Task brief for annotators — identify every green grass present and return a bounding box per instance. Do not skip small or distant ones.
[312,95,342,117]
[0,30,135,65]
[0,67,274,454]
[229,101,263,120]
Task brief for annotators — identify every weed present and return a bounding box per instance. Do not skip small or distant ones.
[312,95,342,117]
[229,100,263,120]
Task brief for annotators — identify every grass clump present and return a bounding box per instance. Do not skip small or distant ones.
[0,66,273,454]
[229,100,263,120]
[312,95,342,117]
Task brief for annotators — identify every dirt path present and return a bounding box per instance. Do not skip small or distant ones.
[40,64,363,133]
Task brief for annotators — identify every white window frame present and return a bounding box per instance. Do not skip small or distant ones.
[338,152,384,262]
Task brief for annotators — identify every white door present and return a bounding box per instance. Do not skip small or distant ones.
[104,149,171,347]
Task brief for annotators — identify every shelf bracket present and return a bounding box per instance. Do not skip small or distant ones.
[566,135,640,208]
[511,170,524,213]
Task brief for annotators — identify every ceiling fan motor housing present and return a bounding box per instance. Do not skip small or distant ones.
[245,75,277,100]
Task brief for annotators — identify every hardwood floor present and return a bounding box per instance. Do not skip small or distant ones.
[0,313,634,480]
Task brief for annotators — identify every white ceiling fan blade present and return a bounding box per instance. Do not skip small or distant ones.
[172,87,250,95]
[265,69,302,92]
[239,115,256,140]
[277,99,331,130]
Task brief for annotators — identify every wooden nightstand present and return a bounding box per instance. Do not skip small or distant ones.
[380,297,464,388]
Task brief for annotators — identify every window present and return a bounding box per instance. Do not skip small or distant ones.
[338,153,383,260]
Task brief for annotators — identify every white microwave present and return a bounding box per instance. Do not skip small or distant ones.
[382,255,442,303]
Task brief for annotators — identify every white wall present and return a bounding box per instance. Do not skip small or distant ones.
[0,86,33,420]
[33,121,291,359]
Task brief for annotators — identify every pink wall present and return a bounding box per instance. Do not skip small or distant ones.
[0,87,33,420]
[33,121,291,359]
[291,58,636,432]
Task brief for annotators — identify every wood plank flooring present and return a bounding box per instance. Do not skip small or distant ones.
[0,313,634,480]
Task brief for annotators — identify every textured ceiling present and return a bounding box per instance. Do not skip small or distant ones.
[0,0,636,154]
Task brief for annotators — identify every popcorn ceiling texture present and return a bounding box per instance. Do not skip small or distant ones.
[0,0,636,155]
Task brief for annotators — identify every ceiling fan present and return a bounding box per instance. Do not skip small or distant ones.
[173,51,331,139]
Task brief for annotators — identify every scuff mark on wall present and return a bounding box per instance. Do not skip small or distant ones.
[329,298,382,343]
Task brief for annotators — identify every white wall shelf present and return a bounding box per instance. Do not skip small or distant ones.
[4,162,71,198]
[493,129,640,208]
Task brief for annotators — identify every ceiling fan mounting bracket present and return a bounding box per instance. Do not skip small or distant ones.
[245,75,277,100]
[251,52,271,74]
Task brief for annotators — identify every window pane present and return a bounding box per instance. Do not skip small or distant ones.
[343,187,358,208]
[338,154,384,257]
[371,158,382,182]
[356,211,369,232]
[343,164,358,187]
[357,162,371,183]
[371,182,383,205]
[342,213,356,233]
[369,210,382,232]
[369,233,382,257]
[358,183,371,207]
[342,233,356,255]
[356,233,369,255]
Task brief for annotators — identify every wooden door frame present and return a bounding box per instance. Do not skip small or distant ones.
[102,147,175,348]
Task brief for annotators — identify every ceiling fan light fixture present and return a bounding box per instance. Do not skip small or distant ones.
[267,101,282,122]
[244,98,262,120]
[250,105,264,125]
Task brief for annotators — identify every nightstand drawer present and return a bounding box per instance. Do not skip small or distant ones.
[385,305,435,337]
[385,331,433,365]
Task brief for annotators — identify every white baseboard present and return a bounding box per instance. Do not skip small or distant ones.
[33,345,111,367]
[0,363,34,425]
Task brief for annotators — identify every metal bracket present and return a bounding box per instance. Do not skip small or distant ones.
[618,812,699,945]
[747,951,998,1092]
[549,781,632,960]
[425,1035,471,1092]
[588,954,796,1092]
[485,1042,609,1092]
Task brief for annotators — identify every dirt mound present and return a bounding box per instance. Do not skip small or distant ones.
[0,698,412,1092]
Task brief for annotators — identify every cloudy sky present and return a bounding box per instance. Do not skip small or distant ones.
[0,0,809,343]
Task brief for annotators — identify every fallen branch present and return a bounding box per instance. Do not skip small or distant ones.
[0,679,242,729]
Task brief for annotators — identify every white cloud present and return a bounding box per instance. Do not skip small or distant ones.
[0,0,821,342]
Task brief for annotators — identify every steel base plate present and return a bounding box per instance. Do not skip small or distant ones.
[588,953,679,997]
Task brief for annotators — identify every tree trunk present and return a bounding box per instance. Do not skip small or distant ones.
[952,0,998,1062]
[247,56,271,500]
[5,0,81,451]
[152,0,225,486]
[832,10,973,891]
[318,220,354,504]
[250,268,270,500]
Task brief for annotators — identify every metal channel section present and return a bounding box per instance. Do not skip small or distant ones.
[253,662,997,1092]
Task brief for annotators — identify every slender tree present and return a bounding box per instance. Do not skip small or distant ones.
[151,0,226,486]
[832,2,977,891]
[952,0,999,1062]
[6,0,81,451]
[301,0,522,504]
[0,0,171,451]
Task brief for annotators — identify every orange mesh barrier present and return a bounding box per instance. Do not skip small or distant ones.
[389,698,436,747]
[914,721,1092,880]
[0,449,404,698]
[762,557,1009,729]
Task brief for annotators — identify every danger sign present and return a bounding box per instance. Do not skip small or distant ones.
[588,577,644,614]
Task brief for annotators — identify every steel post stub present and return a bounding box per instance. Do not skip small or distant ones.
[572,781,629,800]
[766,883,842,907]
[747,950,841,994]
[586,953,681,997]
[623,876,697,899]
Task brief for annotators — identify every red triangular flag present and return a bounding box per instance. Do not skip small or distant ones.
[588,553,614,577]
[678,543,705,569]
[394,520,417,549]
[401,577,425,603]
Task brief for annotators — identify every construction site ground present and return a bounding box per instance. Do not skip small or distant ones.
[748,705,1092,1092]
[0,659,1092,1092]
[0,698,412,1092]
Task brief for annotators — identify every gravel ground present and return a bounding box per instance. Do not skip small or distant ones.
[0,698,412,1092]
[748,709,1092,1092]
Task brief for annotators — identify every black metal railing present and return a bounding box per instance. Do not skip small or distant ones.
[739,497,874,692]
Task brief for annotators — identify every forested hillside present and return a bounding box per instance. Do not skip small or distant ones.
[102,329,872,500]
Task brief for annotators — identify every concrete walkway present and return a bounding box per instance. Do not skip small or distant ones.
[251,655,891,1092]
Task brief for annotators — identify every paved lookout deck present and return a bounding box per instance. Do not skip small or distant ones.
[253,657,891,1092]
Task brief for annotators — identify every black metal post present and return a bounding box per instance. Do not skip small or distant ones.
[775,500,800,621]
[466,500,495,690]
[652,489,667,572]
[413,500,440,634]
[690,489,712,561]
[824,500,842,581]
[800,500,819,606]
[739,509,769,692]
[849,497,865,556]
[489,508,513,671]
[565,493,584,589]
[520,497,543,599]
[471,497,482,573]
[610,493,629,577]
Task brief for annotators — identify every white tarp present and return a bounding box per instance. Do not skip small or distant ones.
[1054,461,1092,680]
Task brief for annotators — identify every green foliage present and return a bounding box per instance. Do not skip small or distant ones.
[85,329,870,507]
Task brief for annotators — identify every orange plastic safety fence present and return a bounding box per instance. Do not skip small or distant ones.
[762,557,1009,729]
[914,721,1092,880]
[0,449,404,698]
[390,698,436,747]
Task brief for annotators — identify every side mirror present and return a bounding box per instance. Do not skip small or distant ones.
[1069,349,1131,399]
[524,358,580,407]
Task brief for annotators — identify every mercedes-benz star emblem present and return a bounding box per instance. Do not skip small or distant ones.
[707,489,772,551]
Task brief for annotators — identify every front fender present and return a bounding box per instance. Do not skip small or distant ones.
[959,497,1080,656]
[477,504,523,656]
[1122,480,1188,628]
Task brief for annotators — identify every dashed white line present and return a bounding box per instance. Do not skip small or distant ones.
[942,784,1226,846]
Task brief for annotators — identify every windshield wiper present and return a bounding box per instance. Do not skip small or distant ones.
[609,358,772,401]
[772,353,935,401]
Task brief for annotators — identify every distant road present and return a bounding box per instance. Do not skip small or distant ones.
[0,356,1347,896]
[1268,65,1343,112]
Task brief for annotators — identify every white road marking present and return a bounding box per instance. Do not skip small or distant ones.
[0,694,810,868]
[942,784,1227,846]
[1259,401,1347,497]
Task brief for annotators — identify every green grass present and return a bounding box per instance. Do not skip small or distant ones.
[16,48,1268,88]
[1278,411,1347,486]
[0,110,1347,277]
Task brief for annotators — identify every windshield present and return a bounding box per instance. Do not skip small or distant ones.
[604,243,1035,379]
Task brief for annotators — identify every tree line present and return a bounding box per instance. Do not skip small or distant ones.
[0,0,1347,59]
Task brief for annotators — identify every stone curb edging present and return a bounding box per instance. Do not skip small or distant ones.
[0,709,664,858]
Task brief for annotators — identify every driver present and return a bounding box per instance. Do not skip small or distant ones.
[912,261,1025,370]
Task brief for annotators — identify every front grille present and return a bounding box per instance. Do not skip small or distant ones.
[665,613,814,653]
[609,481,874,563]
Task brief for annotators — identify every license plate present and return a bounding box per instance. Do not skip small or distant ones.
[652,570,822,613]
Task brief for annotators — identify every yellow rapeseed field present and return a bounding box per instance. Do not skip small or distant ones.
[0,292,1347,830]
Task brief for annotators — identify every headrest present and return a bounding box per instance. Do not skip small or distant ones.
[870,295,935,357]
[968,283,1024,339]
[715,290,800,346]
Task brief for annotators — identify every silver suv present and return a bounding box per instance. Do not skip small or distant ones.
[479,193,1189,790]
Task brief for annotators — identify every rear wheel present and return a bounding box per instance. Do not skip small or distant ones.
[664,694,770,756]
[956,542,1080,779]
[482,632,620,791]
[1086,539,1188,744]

• • •

◆ **Required task**:
Rewrite the data from the line containing "Task brief for annotators — identify every distant" through the line containing "[912,261,1025,370]", both included, keeping every line. Offset each bounding box coordinate by -22.

◆ **Completed exercise**:
Task brief for annotators — identify every distant road present and return a bounding box per instance. Do not skip small or distant ones.
[-22,334,1325,874]
[1246,43,1321,90]
Task brief for annotators — identify every white road marking present and return a bounding box per instance. Do not skip small or distant ones.
[-22,672,788,846]
[920,762,1205,824]
[1237,379,1325,475]
Task brief for annotators — identify every green grass present and return a bounding box per instance. Do not skip small or distant ones.
[-6,26,1246,66]
[1256,389,1325,464]
[-22,88,1325,255]
Task brief for annotators — identify every windshield present and return a bounding box per instance. Do not skip small or distant ones.
[582,221,1013,357]
Task brief for annotators — identify every tree line present and return a bounding box per instance. Do not skip small or distant ones.
[-22,-22,1325,37]
Task brief for annotators — identify every stone curb edging present and return a bounding box per instance. Do not skip small or distant ones.
[-22,687,642,836]
Task brief for annotators — identify every driver present and return a bounding box per instance. Do not skip small or distant ones.
[890,239,1003,348]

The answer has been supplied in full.